Written instruction: How many lines of the material below contain the string "petal"? Case counts, so give only the number.

=== Data extract ===

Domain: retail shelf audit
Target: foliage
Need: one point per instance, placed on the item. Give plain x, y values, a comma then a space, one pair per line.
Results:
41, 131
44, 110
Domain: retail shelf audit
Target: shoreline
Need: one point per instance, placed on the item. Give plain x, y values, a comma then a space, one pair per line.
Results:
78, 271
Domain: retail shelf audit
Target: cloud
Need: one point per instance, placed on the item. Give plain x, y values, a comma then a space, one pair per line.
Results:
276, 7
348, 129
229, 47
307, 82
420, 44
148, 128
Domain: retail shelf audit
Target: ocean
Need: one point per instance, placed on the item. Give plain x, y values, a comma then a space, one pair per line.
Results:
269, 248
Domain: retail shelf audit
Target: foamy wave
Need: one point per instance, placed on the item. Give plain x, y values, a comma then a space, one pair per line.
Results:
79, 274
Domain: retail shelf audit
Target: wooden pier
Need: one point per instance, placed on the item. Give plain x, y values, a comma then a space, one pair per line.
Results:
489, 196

===
=== Data extract ===

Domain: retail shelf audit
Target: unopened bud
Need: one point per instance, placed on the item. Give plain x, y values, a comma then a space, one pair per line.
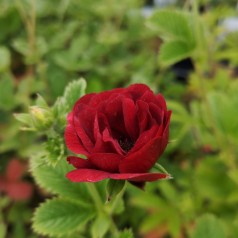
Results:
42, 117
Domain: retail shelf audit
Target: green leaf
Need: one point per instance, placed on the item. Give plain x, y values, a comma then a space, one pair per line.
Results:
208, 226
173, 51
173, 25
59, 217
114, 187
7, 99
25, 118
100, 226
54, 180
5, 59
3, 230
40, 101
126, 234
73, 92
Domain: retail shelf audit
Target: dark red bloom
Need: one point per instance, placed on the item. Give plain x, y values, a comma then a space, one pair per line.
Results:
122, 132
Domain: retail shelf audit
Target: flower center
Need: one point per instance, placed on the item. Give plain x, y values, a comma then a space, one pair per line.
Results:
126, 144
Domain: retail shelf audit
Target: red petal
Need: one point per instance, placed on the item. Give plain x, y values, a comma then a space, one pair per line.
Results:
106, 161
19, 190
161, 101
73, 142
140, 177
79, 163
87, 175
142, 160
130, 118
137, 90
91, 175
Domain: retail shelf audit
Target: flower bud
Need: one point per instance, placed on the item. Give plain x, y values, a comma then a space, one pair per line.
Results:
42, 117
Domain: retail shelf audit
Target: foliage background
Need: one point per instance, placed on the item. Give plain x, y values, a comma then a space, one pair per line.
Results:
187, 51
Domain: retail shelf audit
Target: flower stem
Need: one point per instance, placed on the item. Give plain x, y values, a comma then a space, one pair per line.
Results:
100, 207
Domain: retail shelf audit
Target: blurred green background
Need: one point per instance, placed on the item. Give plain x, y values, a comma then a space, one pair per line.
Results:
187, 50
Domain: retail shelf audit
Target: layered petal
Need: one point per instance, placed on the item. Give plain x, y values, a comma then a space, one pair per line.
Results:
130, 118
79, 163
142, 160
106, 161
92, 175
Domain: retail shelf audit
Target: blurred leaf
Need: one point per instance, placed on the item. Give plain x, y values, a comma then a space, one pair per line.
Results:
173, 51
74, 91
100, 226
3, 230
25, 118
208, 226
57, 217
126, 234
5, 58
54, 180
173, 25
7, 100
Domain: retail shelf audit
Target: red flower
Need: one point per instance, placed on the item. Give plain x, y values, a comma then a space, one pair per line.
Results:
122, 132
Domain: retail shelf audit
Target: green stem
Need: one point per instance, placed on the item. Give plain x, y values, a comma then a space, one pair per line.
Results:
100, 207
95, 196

===
=== Data extract ===

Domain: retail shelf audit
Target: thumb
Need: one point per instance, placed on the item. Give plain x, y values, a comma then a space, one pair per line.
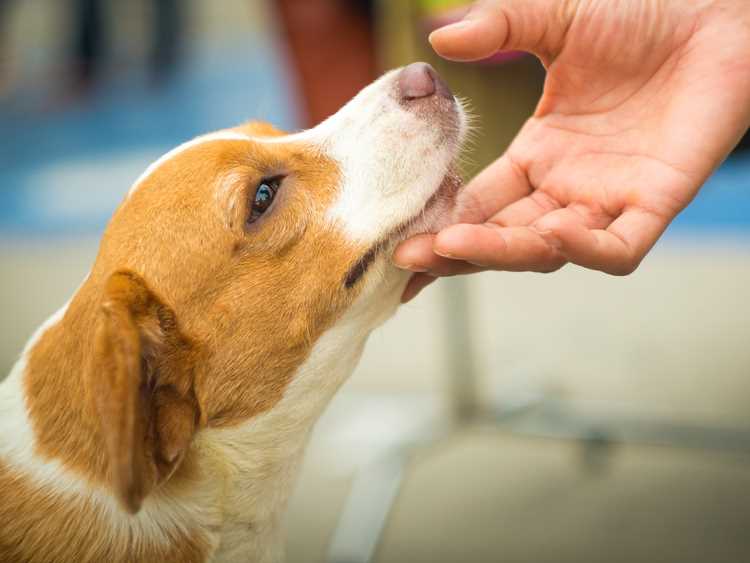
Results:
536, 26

===

Answer: 2